■ DATENSÄTZE:
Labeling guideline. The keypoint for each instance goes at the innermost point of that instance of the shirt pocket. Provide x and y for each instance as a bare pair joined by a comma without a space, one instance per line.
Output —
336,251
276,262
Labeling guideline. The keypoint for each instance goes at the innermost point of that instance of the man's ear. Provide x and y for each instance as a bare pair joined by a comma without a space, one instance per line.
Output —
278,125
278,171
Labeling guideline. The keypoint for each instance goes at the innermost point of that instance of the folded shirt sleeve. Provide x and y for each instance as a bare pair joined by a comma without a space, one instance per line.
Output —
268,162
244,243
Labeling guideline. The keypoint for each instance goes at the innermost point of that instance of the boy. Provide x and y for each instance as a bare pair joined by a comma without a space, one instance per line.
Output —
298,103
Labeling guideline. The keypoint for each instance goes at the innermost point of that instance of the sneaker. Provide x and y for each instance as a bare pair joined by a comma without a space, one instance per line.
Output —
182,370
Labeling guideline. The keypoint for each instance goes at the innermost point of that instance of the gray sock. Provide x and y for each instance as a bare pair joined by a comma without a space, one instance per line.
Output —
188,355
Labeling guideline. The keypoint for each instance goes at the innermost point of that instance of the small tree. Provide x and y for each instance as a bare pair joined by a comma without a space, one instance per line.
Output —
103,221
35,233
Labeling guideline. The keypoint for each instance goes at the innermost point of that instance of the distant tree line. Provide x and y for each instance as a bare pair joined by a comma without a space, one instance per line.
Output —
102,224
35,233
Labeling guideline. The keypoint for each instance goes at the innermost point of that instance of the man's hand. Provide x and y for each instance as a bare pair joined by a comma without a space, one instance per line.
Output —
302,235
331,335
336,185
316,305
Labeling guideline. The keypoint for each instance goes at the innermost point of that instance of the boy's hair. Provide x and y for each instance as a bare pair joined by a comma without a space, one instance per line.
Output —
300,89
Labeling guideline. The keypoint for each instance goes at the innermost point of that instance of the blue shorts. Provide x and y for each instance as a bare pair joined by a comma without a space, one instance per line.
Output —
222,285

■ AUFGABENSTELLUNG:
Gib die Zeilen von der Zeile mit „of the boy's“ bis zum Ende der Datensätze, beide Enden eingeschlossen, als JSON-Liste von Zeichenketten wieder. Jede Zeile wird zu einer Zeichenkette, Leerzeilen entfallen.

■ LÖSUNG:
[
  "Labeling guideline. The keypoint for each instance goes at the innermost point of that instance of the boy's hair. Provide x and y for each instance as a bare pair joined by a comma without a space, one instance per line.",
  "Output —",
  "300,89",
  "Labeling guideline. The keypoint for each instance goes at the innermost point of that instance of the blue shorts. Provide x and y for each instance as a bare pair joined by a comma without a space, one instance per line.",
  "Output —",
  "222,285"
]